What is being asked ▸ Arrange the lines of the data below, from the line with "as (367, 349)." to the line with "(1012, 328)", as a numbered list, leaving out any blank lines.

Data provided ▸
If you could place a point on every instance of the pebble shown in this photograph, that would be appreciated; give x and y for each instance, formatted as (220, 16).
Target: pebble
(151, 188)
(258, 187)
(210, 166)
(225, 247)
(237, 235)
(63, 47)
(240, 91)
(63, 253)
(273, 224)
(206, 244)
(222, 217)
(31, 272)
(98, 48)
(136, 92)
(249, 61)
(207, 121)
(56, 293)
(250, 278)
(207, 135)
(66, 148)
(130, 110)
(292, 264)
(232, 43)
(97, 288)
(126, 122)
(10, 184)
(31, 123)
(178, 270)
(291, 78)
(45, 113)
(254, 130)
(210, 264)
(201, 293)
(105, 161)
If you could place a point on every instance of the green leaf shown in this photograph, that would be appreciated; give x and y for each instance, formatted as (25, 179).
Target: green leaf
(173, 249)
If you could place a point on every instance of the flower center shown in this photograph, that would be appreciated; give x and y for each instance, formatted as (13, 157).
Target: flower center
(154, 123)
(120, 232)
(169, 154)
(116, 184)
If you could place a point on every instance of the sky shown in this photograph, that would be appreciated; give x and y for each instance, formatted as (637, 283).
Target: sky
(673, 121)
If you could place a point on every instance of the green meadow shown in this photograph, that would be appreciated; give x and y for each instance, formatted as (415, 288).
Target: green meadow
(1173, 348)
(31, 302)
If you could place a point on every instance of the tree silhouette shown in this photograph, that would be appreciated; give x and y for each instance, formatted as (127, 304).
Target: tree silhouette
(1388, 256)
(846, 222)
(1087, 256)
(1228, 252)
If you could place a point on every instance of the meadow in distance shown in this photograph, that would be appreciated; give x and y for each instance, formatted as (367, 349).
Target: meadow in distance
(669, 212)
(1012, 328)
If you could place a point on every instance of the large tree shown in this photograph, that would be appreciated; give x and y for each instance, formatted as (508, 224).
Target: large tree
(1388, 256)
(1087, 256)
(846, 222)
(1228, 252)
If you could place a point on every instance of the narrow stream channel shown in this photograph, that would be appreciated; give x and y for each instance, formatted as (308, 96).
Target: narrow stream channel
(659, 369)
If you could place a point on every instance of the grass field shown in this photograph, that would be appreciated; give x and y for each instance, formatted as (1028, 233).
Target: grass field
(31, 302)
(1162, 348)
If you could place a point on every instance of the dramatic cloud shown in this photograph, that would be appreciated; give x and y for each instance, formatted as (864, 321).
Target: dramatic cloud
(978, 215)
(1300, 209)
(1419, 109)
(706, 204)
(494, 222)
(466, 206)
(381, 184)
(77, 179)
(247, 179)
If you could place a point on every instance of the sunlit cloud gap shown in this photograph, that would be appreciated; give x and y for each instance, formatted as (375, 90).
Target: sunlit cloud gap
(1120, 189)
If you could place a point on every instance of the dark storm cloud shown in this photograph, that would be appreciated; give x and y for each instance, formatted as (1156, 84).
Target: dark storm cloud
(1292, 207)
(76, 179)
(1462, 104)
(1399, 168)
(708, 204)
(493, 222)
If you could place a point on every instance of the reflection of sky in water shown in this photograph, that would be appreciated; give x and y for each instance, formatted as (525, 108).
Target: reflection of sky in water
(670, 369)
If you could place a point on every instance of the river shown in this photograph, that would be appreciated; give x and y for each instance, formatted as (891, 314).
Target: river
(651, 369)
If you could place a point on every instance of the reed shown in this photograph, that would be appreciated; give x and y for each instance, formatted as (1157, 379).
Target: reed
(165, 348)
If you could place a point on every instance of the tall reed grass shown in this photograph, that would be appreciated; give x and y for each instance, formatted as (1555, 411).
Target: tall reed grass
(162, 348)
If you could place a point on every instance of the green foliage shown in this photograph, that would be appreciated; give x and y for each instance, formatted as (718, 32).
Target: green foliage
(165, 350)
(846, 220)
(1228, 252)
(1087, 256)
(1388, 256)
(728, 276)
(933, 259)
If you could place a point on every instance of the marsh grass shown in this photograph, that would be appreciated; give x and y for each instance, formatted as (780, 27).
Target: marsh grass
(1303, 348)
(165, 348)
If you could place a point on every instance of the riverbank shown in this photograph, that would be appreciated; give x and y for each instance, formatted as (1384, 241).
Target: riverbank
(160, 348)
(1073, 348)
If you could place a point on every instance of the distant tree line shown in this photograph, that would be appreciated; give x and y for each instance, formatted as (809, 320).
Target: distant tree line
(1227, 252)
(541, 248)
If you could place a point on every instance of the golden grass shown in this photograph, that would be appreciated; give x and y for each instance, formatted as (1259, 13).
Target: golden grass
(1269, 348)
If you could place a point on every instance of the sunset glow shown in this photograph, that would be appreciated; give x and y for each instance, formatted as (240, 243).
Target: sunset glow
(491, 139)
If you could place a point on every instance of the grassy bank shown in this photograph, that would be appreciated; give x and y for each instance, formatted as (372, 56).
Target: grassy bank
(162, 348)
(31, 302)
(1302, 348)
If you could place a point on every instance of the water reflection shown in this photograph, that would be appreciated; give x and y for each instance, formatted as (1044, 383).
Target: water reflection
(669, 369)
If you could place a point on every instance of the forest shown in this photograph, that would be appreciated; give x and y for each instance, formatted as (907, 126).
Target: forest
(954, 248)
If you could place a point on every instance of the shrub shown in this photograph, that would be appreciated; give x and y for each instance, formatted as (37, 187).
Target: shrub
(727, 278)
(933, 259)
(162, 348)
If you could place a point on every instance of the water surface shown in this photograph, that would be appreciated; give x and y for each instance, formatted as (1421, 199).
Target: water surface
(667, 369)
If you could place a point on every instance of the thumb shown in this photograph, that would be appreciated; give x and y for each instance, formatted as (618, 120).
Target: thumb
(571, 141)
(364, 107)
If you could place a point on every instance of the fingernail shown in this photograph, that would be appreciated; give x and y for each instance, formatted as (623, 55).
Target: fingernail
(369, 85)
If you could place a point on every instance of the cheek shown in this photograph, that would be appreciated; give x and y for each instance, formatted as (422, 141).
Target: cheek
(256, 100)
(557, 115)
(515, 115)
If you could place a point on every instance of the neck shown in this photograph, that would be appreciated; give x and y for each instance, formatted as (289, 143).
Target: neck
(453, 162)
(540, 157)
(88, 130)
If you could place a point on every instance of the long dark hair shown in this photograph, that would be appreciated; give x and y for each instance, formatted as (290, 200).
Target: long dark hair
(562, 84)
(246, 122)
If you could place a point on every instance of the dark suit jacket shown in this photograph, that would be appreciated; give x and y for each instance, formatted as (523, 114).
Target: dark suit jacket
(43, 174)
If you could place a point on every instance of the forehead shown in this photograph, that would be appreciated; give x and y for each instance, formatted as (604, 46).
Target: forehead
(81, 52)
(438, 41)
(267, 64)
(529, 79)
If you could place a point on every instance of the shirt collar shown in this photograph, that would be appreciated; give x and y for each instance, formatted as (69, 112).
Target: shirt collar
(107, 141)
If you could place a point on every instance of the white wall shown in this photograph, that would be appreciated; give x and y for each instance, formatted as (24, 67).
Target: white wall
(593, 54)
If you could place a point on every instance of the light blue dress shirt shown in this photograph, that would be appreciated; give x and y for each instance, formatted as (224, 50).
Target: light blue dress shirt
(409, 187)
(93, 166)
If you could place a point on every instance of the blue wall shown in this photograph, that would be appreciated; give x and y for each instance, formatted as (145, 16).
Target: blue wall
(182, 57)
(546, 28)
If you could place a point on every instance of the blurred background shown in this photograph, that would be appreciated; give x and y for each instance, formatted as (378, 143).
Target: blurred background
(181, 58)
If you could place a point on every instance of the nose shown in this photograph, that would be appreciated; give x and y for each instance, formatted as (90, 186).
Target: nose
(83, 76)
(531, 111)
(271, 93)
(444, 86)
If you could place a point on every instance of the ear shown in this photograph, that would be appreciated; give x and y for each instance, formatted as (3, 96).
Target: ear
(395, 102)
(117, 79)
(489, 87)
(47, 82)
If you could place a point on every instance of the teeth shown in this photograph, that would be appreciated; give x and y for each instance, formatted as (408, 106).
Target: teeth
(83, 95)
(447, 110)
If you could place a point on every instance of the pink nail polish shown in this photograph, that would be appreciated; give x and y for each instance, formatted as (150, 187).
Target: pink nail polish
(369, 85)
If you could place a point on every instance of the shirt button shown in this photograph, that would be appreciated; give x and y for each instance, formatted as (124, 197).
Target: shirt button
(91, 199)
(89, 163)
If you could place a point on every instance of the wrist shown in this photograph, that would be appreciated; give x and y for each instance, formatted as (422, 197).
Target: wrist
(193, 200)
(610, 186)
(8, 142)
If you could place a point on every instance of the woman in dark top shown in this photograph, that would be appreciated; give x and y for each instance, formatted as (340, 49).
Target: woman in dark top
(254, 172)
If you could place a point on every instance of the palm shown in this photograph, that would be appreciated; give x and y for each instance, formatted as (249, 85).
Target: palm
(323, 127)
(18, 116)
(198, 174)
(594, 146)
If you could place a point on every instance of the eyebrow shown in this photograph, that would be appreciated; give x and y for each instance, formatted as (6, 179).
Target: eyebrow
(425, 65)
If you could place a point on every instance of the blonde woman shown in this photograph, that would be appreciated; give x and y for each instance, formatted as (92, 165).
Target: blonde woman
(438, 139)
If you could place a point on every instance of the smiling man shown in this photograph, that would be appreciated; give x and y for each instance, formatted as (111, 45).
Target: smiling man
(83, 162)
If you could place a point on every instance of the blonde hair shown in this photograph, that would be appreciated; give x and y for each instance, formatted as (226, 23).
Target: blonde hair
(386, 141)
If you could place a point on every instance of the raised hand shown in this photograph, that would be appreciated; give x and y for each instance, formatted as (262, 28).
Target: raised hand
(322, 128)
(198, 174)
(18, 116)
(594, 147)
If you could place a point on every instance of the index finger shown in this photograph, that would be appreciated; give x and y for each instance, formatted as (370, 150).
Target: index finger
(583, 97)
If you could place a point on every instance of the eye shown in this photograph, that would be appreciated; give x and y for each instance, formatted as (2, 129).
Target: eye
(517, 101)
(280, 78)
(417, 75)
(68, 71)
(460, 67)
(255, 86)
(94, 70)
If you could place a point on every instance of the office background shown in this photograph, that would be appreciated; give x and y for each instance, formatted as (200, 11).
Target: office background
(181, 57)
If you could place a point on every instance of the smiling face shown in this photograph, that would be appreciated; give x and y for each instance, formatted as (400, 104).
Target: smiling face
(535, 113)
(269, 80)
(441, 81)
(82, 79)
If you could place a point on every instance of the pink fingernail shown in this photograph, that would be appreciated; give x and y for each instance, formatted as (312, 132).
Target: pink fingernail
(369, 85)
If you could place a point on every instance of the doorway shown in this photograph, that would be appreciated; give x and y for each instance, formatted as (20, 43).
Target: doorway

Final answer ▸
1. If you could place a point on every instance of the meadow in distance shown in this photograph, that would be appreciated; give x and y for each instance, formatted as (367, 349).
2. Target: meadow in distance
3. (669, 212)
4. (1012, 328)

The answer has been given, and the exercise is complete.